**Document:**

DS 23 TEST #3
About what percent of the area under the normal curve is within plus two and minus two standard deviation of the mean?
95% (95.5%)
The standard normal probability distribution is one which has
A mean of 0 and a standard deviation of 1
As the size of the sample increases, what happens to the shape of the sampling distribution of sample means?
Approaches a normal distribution
All possible samples of size n are selected from a population and the mean of each sample is determined. What is the mean of the sample means?
Exactly the same as the population
The variation in the population as measured by the standard deviation has little or no effect in determining the size of a sample selected from the population.
False
To determine the value of the standard error of the mean, the total error is divided by the sample size.
False
One factor in determining the size of a sample is the maximum allowable error that you must decide on. It is the maximum error you will tolerate at a specified level of confidence.
True
The 95 percent confidence interval states that 95 percent of the sample means of a specified sample size selected from a population will lie within plus and minus 1.96 standard deviations of the hypothesized population mean.
True
The Central Limit Theorem states that if the sample size n is sufficiently large, the sampling distribution of the means will be approximately normal no matter whether the population is normally distributed, skewed, or uniform.
True
The Student t distribution has a greater spread than does the z distribution. As a result, the critical values of t for a given level of significance are larger in magnitude than the corresponding z critical values.
True
The area under the normal curve within plus and minus one standard deviation of the mean is about 68%.
True
The higher the degree of confidence, the larger the sample required to give a certain precision.
True
The mean divides the normal curve into two identical halves.
True
The normal curve falls off smoothly in either direction from the central value. Since it is asymptotic, the curve gets closer and closer to the X-axis, but never actually touches it.
True
The standard error of the mean will vary according to the size of the sample that is in the denominator. As the sample size n gets larger, the variability of the sample means gets smaller.

**Listed entries:**

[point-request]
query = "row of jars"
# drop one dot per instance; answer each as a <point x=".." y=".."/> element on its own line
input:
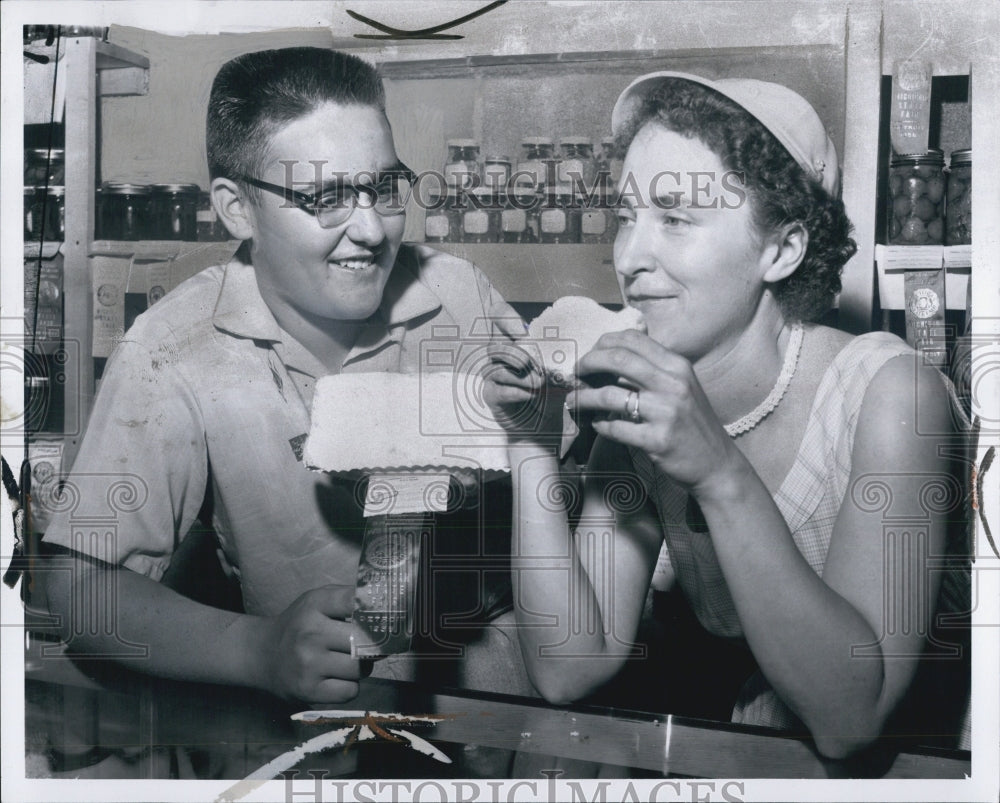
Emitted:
<point x="520" y="215"/>
<point x="539" y="167"/>
<point x="927" y="204"/>
<point x="128" y="212"/>
<point x="156" y="212"/>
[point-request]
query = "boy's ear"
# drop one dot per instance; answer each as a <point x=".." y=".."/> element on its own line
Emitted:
<point x="786" y="251"/>
<point x="231" y="207"/>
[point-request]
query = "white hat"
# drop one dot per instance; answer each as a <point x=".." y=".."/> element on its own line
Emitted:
<point x="786" y="114"/>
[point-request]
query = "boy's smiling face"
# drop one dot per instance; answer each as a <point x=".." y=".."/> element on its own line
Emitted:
<point x="337" y="273"/>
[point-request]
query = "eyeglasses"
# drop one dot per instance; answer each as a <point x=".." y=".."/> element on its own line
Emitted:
<point x="334" y="203"/>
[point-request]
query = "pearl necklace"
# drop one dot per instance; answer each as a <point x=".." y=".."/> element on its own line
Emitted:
<point x="766" y="407"/>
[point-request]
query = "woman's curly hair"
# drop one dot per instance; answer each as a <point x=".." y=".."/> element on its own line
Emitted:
<point x="779" y="190"/>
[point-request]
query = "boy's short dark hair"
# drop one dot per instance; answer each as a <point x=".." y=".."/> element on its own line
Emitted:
<point x="255" y="94"/>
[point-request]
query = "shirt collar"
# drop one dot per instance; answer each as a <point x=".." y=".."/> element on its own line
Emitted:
<point x="241" y="310"/>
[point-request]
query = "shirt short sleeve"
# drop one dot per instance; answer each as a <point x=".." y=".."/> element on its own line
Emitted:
<point x="139" y="479"/>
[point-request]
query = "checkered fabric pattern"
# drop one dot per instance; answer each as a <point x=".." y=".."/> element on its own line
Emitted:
<point x="809" y="498"/>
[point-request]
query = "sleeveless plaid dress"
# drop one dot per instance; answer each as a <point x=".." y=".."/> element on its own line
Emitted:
<point x="809" y="499"/>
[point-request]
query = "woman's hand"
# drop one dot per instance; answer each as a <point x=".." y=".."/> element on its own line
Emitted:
<point x="658" y="406"/>
<point x="523" y="402"/>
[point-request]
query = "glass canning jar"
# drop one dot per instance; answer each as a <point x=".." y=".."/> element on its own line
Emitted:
<point x="462" y="170"/>
<point x="576" y="164"/>
<point x="537" y="160"/>
<point x="559" y="219"/>
<point x="519" y="216"/>
<point x="958" y="215"/>
<point x="916" y="198"/>
<point x="124" y="211"/>
<point x="174" y="211"/>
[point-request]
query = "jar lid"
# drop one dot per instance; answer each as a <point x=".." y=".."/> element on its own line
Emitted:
<point x="963" y="156"/>
<point x="932" y="156"/>
<point x="175" y="188"/>
<point x="122" y="188"/>
<point x="46" y="154"/>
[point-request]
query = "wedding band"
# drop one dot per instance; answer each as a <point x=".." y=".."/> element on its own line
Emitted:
<point x="630" y="411"/>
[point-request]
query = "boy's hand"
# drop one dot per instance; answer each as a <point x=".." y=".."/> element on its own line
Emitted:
<point x="307" y="648"/>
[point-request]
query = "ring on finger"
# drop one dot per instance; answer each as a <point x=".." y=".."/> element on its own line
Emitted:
<point x="632" y="405"/>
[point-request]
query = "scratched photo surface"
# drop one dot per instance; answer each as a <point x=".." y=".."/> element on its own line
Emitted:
<point x="376" y="603"/>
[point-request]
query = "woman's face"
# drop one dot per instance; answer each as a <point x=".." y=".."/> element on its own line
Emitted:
<point x="687" y="252"/>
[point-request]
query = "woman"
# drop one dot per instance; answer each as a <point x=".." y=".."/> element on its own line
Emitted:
<point x="752" y="432"/>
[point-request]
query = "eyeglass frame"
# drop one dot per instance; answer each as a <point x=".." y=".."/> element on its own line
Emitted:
<point x="310" y="202"/>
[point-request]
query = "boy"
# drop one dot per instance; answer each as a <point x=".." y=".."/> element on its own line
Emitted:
<point x="204" y="400"/>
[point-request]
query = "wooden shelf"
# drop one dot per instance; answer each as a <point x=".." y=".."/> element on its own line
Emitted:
<point x="543" y="272"/>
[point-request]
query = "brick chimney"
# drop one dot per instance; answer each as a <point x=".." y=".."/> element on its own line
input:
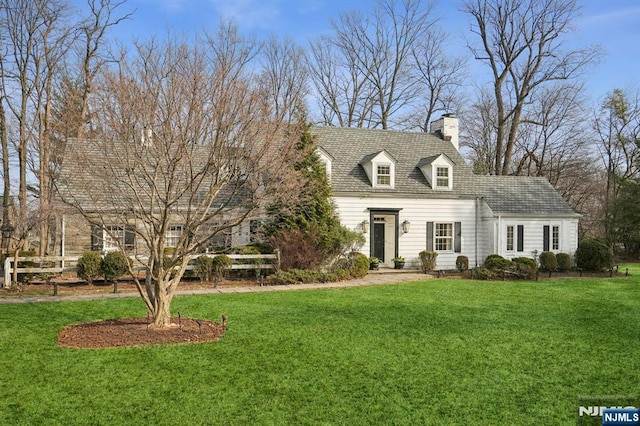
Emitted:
<point x="446" y="128"/>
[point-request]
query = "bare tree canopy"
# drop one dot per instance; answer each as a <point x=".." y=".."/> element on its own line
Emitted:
<point x="185" y="138"/>
<point x="522" y="44"/>
<point x="385" y="69"/>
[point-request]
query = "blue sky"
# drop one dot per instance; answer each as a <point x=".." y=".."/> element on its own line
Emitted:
<point x="613" y="24"/>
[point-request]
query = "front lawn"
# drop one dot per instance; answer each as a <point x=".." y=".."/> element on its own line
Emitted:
<point x="441" y="351"/>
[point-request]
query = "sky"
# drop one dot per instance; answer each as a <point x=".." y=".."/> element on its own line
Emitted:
<point x="612" y="24"/>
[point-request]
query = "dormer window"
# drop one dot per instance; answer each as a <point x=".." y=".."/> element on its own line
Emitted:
<point x="326" y="159"/>
<point x="383" y="176"/>
<point x="438" y="171"/>
<point x="380" y="168"/>
<point x="442" y="177"/>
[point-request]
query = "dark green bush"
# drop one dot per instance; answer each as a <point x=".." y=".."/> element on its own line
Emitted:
<point x="496" y="262"/>
<point x="548" y="261"/>
<point x="594" y="255"/>
<point x="462" y="263"/>
<point x="564" y="262"/>
<point x="113" y="265"/>
<point x="428" y="260"/>
<point x="88" y="267"/>
<point x="481" y="273"/>
<point x="358" y="265"/>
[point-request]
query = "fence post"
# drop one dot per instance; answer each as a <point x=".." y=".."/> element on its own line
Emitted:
<point x="7" y="272"/>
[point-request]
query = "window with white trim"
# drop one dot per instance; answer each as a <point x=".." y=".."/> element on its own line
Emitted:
<point x="510" y="238"/>
<point x="383" y="175"/>
<point x="443" y="236"/>
<point x="442" y="177"/>
<point x="174" y="233"/>
<point x="555" y="238"/>
<point x="113" y="237"/>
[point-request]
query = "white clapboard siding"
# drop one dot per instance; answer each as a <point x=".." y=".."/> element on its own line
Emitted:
<point x="353" y="211"/>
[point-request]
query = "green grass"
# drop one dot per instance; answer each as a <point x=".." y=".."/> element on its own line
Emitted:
<point x="434" y="352"/>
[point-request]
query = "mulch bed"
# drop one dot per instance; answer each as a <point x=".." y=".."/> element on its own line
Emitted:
<point x="131" y="332"/>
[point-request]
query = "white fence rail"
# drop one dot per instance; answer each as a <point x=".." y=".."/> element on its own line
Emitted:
<point x="60" y="264"/>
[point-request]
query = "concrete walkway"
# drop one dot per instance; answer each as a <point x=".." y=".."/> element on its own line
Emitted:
<point x="383" y="276"/>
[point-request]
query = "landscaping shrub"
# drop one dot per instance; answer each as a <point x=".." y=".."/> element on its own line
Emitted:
<point x="428" y="260"/>
<point x="564" y="262"/>
<point x="113" y="265"/>
<point x="525" y="261"/>
<point x="594" y="255"/>
<point x="88" y="267"/>
<point x="548" y="261"/>
<point x="496" y="262"/>
<point x="462" y="263"/>
<point x="524" y="267"/>
<point x="481" y="273"/>
<point x="358" y="265"/>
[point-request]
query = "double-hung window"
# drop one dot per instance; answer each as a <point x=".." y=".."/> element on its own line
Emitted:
<point x="444" y="236"/>
<point x="510" y="238"/>
<point x="442" y="177"/>
<point x="383" y="175"/>
<point x="113" y="237"/>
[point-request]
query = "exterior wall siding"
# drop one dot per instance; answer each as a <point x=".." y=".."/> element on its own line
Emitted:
<point x="354" y="210"/>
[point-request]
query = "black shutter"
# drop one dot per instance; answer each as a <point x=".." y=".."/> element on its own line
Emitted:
<point x="129" y="237"/>
<point x="545" y="238"/>
<point x="430" y="236"/>
<point x="520" y="237"/>
<point x="96" y="238"/>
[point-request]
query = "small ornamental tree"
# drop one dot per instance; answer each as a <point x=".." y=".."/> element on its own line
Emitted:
<point x="88" y="267"/>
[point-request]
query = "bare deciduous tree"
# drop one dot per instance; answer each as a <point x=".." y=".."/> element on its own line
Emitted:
<point x="186" y="139"/>
<point x="521" y="43"/>
<point x="364" y="73"/>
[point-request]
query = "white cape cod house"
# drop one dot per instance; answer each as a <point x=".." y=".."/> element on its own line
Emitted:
<point x="409" y="192"/>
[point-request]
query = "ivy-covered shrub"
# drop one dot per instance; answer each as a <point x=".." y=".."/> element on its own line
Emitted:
<point x="428" y="260"/>
<point x="481" y="273"/>
<point x="548" y="261"/>
<point x="594" y="255"/>
<point x="113" y="265"/>
<point x="496" y="262"/>
<point x="88" y="267"/>
<point x="462" y="263"/>
<point x="564" y="262"/>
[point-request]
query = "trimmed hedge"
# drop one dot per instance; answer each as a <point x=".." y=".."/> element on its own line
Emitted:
<point x="548" y="261"/>
<point x="564" y="262"/>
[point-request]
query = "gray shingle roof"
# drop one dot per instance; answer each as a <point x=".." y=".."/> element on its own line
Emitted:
<point x="504" y="194"/>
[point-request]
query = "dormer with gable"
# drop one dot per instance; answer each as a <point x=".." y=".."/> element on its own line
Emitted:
<point x="380" y="169"/>
<point x="326" y="159"/>
<point x="438" y="170"/>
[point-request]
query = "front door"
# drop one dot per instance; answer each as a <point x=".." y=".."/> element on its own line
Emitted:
<point x="378" y="240"/>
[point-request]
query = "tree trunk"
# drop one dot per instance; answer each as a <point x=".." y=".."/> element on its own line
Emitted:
<point x="162" y="310"/>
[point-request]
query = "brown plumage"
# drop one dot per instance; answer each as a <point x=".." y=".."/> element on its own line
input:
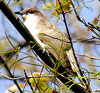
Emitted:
<point x="50" y="38"/>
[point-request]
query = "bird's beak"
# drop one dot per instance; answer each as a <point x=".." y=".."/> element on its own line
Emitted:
<point x="19" y="13"/>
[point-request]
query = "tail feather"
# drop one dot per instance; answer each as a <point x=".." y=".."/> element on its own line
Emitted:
<point x="73" y="62"/>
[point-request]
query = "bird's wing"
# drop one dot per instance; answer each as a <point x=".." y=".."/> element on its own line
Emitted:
<point x="57" y="44"/>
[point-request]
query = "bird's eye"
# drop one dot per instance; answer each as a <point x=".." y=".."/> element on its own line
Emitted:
<point x="30" y="11"/>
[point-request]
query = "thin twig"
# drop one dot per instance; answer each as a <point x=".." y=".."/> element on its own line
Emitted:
<point x="70" y="40"/>
<point x="2" y="61"/>
<point x="27" y="79"/>
<point x="85" y="55"/>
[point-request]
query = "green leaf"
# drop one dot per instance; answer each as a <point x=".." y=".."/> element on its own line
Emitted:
<point x="47" y="6"/>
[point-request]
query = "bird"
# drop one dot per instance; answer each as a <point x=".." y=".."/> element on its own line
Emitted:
<point x="50" y="38"/>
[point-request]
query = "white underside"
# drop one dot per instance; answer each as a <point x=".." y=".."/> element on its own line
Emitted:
<point x="31" y="23"/>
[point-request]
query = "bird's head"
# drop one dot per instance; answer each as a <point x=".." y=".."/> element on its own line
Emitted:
<point x="30" y="13"/>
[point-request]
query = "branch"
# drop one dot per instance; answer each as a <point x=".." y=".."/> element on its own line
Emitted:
<point x="2" y="61"/>
<point x="43" y="55"/>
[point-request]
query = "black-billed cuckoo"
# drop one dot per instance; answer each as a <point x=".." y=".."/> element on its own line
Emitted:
<point x="50" y="38"/>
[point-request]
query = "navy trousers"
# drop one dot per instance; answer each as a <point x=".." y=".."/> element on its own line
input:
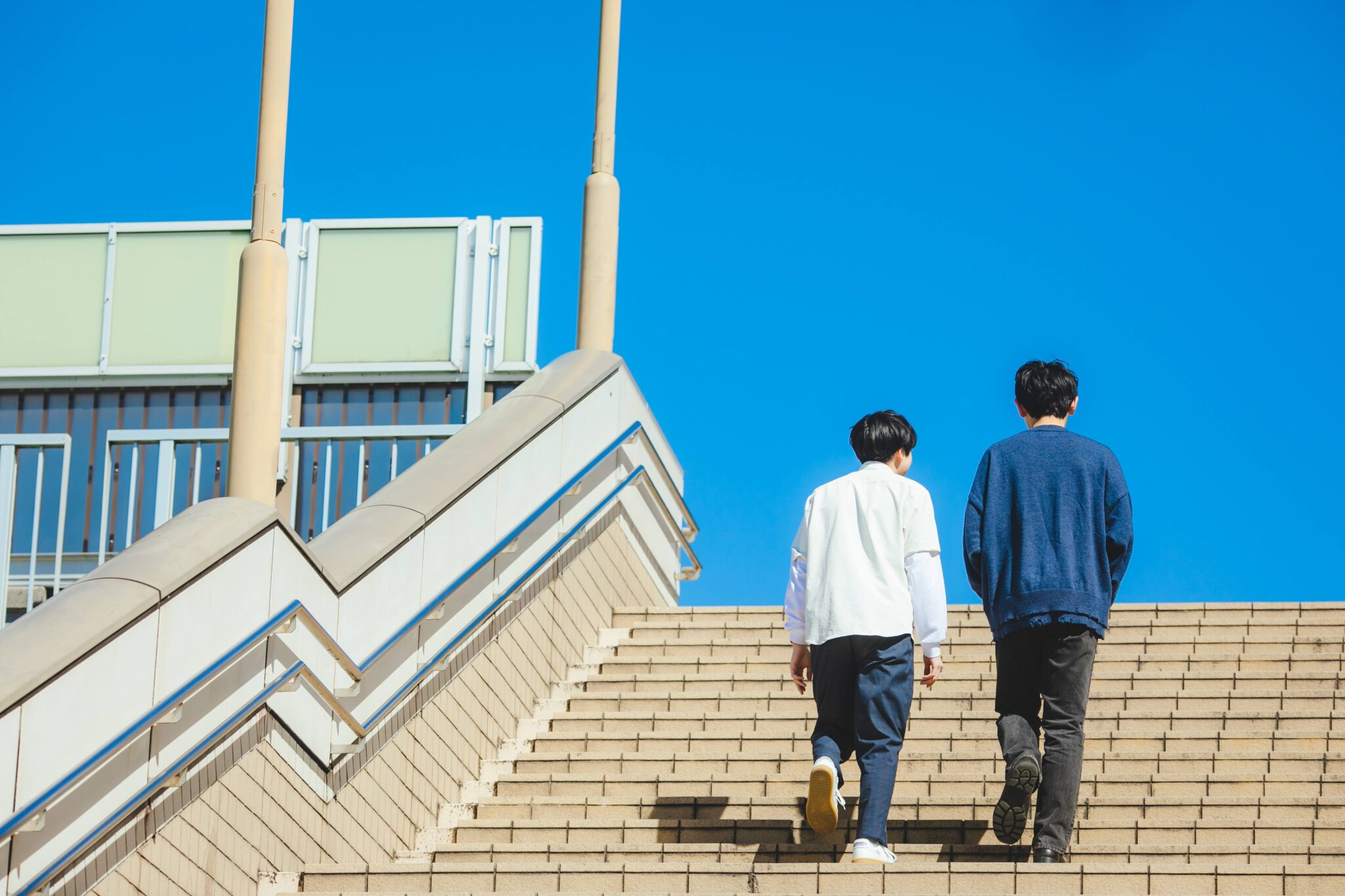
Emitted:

**Task description:**
Continue the statistics quiz on normal distributions and sampling from where it stops.

**Answer for the task:**
True
The standard normal distribution is a special normal distribution with a mean of 0 and a standard deviation of 1.
True
The t distribution is based on the assumption that the population of interest is normal or nearly normal.
True
The t distribution is more spread out and flatter at the center than is the standard normal distribution. However, as the sample size increases, the t distribution curve approaches the standard normal distribution.
True
The test statistic for a problem involving a small sample of under 30 and the population standard deviation is unknown is the Student's t distribution.
True
The test statistic t has n - 1 degrees of freedom.
True
The total area under the normal curve is 1.00.
True
There is not one t distribution, but rather a "family" of t distributions.
True
We can expect some difference between sample statistics and the corresponding population parameters. This difference is called the sampling error.
True
When referring to the normal probability function, there is not just one of them; there is a "family" of them.
True
What is the interval within which a population parameter is expected to lie?
confidence interval
The mean of all possible sample means is equal to the
population mean.
Sampling error is the difference between a sample statistic and the corresponding
population parameter.
A sample standard deviation is the best point estimate of the
population standard deviation
What proportion of the area under a normal curve is to the right of a z-score of zero?
50
For a standard normal distribution, what is the probability that z is greater than 1.75?
0.0401
What is the area under the normal curve between z = -1.0 and z = -2.0?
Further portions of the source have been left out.